Wednesday, May 30, 2012

Sunny days at last - Berry bees are active!

Black raspberry in bloom on Sturm Berry Farm, 5/28/12, 8:47am

This first image from our webcam shows the black raspberry in full bloom on Monday, May 28.  At 8:42am it was only 52oF and the bees were not yet active.  It was overcast, so the shadows were subdued and the white clusters of blossoms stand out from the leaves.  On sunny days the blossoms are hard to distinguish.
By 2:30pm the temperature was up to 65oF with some sun, and O. lignaria were active.  
 At 5:50pm on Monday I watched the blossoms for 5 minutes and counted 3 visitors based on dots that appeared and disappeared from the blossoms, but I couldn't tell if they were honeybees, sweat bees, blue orchard bees, or something else. The webcam is too far from the raspberries to distinguish species of small bees.  I think large bumblebees would be distinguishable, but I did not see them. 

Rosie made changes in the bee shelter today
Until today there has been very little activity of Osmia aglaia.   From past experience I figure that the temperature has been too cold (mostly in the 60s), and that the adults may have been emerging but haven't yet left the emergence containers.  But today seems to be warmer, up to 70oF at 2pm.  Rosie apparently came out this morning and opened the emergence containers so the O. aglaia would warm faster and start flying.  When I noticed the change at 2pm, the O. aglaia were very active.  You can see several metalic green bees in the containers, and one sunning next to the container on the left.  I also noticed quite a few faces at tunnel entrances in the Binderboard.  Hopefully they will get to work pollinating the black raspberry very soon. 
Berry bee emergence containers opened to warm the bees

Rosie also removed the O. lignaria emergence containers (they finished emergence several weeks ago) and added an empty Binderboard with large diameter tunnels on top of the first two, because the first two O. lignaria Binderboard are close to full.  Today I count 85 out of 98 tunnels plugged in the middle, "KS" Binderboard (the one that was on top until today), and 69 plugged tunnels in the bottom Binderboard.  There are quite a few of the small diameter tunnels plugged with mud as well. 

An O. lignaria female checks out an empty Binderboard.

Friday, May 25, 2012

Where have all the blueberry flowers gone?

 Yesterday, Thursday, was another rainy day in Corbett.  When I checked conditions in the afternoon, about 1:15, I was surprised to see that the flowers on the blueberry plants were gone!  They seem to be in full bloom on Wednesday when I checked, so this means there must have been a heavy rain or hailstorm.  This morning I noticed that there seemed to be patches of white dots under every blueberry plant.  Looking closer under the blueberry plant that I photographed yesterday, you can see the blossoms scattered.

§ Data excerpt
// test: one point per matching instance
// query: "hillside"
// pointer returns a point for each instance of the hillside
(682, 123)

§ Problem
From the berry farm blog post, pull out word for word the passage that opens with the words containing "Black raspberry in bloom" and closes with "lignaria were active.".

§ Exercise answer
Black raspberry in bloom on Sturm Berry Farm, 5/28/12, 8:47am

This first image from our webcam shows the black raspberry in full bloom on Monday, May 28.  At 8:42am it was only 52oF and the bees were not yet active.  It was overcast, so the shadows were subdued and the white clusters of blossoms stand out from the leaves.  On sunny days the blossoms are hard to distinguish.
By 2:30pm the temperature was up to 65oF with some sun, and O. lignaria were active.